• **Directive**
Rewrite the material below, replacing "curved dune edge" with "sand ridge crest" everywhere it appears and keeping everything else the same. Leave out the pictures.

Entries from a point annotation set:
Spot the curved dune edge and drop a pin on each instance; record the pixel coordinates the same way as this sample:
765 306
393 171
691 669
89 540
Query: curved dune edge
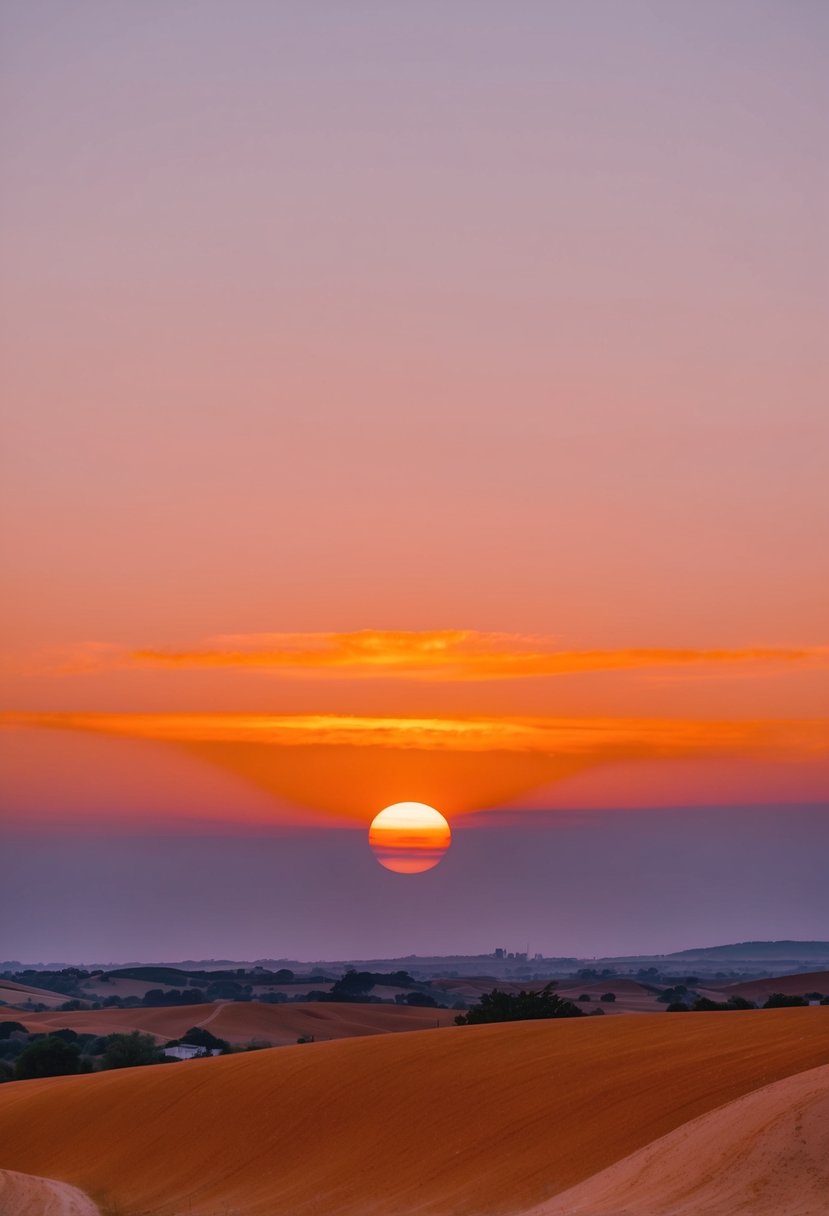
464 1121
762 1154
24 1194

• **Response**
Spot the sand ridge crest and drop a pin on each instance; record the pixel coordinates the same way as this sample:
765 306
393 171
691 669
89 540
Query: sand ridge crest
464 1121
762 1154
24 1194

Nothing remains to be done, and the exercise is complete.